● WORK REQUEST
Find every line below with the string "lamp" and pick it out.

● THE DATA

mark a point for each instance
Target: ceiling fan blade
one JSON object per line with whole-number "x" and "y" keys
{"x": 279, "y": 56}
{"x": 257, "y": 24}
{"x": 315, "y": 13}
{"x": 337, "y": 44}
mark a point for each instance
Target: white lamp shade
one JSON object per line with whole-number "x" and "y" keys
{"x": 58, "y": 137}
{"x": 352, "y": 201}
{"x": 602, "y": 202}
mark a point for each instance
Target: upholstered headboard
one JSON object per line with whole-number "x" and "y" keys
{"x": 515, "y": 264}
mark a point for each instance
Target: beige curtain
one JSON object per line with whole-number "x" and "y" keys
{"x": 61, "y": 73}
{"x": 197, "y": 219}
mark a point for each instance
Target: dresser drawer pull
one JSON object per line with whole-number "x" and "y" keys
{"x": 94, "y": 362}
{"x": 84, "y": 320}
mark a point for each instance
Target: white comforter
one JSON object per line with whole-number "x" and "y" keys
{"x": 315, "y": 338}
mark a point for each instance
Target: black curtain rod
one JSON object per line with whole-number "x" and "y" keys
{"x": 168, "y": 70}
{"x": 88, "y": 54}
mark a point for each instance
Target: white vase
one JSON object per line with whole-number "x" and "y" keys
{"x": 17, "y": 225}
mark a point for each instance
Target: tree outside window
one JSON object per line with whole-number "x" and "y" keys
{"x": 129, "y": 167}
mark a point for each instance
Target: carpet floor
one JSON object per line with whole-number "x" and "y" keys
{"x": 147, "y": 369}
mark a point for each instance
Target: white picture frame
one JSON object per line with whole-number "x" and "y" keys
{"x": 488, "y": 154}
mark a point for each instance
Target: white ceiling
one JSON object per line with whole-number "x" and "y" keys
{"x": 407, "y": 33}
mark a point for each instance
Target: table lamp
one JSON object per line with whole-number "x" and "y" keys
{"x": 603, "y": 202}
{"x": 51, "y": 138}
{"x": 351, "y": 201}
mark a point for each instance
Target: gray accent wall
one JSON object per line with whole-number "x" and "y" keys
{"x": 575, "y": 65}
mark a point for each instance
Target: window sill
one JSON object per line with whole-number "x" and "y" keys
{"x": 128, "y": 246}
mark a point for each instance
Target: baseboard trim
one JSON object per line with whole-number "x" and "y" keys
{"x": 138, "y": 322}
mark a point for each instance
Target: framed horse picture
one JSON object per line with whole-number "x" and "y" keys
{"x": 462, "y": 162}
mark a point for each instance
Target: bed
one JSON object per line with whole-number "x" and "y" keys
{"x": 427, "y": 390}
--
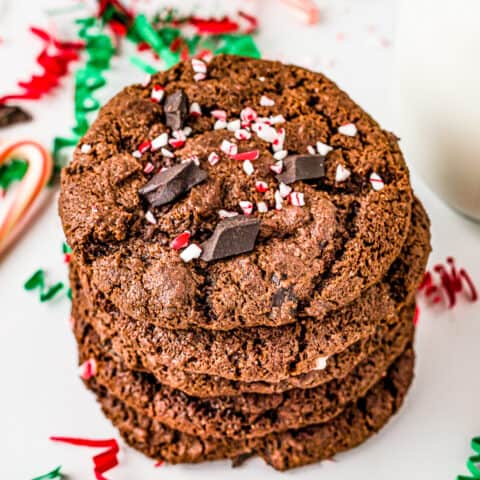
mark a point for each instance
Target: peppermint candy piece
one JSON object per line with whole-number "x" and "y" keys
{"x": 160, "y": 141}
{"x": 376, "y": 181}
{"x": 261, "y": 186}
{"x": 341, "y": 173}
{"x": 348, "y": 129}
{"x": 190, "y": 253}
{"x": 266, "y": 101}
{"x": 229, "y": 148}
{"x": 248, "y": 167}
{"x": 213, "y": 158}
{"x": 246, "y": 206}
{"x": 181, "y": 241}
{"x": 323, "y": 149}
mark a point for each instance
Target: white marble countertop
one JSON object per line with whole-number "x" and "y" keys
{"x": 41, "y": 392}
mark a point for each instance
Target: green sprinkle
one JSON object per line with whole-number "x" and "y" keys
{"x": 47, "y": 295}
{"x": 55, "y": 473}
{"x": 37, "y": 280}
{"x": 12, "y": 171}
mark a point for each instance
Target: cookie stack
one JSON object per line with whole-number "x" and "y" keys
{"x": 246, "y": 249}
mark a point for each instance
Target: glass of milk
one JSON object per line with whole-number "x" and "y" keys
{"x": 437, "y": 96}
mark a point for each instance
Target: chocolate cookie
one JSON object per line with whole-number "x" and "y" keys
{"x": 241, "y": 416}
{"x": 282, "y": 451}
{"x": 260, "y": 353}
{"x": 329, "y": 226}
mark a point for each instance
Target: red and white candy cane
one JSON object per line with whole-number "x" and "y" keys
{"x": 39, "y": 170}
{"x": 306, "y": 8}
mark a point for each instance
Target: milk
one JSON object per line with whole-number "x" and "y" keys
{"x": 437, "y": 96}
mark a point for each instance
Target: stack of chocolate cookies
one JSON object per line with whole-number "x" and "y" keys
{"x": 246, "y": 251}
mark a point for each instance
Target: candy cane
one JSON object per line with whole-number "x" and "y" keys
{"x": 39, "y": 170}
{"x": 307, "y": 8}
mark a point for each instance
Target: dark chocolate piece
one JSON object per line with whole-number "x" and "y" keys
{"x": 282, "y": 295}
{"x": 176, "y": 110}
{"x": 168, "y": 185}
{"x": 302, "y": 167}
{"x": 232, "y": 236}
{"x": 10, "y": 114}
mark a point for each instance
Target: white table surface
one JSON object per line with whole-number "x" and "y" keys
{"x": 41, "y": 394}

● EXPECTED OUTPUT
Target: white lamp shade
Target: table lamp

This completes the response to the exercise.